| Problem statement |
Look for "of the man's" in the listing below, then copy exactly the line it appears in and all lines after it to the end, and nothing more.

| Coordinate labeling data |
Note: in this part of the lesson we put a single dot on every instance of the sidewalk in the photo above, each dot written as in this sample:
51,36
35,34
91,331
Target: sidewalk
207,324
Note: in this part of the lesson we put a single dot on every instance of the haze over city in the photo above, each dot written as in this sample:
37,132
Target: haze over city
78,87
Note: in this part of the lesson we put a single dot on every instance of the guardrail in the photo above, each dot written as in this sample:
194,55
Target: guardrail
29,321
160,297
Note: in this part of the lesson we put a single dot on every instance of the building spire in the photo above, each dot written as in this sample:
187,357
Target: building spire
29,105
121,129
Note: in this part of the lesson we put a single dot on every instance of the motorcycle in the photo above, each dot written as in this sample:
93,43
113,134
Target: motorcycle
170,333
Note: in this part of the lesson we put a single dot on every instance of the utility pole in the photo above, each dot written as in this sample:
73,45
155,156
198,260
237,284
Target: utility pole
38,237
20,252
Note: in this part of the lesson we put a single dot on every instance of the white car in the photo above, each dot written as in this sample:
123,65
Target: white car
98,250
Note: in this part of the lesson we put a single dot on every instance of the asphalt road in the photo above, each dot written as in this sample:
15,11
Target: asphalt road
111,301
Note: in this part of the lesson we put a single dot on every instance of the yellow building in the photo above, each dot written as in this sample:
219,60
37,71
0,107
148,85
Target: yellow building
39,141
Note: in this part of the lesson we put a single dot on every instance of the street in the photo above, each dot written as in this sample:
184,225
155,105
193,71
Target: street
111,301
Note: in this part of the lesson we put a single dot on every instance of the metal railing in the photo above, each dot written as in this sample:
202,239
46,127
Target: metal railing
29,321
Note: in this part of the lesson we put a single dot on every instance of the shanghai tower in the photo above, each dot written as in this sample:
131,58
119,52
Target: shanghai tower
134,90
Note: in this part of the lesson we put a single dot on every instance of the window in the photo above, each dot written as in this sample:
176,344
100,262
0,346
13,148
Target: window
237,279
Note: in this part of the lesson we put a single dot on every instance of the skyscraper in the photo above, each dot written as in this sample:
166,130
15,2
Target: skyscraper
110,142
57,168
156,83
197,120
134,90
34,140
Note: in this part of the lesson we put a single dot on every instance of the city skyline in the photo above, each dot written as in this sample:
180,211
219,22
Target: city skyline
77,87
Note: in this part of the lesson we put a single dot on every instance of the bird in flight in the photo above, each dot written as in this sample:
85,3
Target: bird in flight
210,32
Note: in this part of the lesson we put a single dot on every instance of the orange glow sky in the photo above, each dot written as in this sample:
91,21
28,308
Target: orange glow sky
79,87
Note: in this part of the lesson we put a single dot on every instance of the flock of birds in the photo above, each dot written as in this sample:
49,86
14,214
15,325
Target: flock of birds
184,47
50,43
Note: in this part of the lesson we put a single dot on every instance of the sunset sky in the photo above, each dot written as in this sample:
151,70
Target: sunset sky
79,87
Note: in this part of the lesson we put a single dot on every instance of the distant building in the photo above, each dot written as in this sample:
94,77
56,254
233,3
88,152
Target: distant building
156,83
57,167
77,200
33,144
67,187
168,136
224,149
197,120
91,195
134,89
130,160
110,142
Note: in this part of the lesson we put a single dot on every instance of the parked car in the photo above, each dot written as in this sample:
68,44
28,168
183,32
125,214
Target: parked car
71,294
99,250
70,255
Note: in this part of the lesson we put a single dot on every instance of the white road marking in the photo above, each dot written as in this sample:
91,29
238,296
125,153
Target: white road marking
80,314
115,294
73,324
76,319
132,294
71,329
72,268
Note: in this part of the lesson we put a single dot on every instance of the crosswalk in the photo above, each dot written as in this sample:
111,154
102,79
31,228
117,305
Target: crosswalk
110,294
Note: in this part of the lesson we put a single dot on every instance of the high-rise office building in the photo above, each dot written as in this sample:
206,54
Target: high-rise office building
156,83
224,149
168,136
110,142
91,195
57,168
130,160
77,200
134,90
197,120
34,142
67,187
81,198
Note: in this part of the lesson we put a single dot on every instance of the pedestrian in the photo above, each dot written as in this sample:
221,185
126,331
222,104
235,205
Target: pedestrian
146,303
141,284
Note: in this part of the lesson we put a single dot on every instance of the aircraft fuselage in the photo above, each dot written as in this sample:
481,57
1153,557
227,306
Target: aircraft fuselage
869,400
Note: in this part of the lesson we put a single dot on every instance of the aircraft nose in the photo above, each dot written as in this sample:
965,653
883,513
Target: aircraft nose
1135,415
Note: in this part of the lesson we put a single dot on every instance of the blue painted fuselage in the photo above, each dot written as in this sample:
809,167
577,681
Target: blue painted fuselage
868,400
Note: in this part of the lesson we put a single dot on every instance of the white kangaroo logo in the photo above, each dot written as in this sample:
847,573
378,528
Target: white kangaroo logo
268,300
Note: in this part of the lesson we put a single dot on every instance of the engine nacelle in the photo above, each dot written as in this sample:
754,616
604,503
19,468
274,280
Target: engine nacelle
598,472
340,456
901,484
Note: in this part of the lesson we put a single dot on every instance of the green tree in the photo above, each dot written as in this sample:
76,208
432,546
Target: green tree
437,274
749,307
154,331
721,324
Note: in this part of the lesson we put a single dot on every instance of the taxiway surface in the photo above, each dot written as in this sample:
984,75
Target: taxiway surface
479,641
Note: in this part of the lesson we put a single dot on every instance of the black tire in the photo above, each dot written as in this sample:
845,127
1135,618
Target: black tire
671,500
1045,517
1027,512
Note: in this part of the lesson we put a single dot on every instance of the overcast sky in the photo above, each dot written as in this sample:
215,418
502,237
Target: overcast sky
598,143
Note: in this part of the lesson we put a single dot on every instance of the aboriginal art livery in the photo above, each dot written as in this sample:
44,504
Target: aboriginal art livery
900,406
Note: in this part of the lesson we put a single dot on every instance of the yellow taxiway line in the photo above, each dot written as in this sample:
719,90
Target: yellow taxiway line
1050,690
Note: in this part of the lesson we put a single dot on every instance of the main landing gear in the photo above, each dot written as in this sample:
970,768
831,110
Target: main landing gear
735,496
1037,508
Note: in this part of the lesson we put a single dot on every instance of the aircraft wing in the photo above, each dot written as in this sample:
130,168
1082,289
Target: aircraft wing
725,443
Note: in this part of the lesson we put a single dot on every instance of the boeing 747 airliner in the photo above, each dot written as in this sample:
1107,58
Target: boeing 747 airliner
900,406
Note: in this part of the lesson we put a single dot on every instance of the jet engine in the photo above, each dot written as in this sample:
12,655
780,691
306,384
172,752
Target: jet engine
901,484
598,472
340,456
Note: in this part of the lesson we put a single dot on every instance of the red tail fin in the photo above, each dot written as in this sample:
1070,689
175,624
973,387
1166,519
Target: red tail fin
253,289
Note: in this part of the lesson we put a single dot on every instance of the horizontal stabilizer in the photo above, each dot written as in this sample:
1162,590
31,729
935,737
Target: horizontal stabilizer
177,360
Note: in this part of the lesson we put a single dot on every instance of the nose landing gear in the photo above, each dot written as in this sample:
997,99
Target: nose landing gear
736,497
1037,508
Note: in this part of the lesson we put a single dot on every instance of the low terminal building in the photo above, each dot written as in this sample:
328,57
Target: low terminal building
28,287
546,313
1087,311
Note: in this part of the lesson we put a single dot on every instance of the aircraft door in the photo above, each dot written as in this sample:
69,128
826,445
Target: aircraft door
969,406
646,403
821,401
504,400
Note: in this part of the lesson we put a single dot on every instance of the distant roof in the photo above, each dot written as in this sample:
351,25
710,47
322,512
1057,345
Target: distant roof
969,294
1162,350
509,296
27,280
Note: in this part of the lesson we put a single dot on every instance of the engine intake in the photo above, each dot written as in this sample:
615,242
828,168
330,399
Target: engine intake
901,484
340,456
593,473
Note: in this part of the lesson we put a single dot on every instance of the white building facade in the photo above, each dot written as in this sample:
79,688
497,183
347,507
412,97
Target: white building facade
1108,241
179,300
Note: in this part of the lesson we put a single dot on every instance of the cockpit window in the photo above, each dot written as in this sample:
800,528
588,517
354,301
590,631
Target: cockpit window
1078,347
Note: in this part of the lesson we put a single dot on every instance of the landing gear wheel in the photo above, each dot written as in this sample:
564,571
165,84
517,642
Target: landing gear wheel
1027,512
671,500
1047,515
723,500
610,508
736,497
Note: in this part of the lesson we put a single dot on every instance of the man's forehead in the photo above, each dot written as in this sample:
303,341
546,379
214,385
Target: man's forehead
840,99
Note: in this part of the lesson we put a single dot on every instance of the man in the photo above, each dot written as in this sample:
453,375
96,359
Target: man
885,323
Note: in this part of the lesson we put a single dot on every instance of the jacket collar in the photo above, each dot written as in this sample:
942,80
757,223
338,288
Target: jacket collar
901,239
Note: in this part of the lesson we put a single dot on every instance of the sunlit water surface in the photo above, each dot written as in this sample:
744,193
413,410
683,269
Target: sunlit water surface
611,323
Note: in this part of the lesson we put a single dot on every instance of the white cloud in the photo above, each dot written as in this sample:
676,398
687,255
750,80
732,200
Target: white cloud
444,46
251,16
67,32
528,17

| Solution to the problem |
Note: in this part of the lesson we put a single dot on every instance of the man's forehead in the photo above, each dot written as in this sample:
303,341
546,379
214,385
Target: man's forehead
840,99
Note: in this part of the lesson we put a single dot on every instance of the man in the photo above, each dot written as in this sample:
453,375
96,359
Target: man
885,323
Note: in this part of the lesson we put a single dot on every instance of the jacket collar in the photo above, each dot written as in this sample:
942,80
757,223
338,288
Target: jacket collar
901,239
Note: in this part of the lesson we put a single dot on every instance of the sunlit water surface in the photo above, each dot written as in this sample:
744,193
413,410
683,269
Target: sunlit water surface
611,323
Note: in this part of the lesson we put a single dot on every instance of the white cloud in the photo above, each dot written as in this sample:
676,398
687,255
750,80
732,200
Target: white cloud
444,46
251,16
67,32
528,17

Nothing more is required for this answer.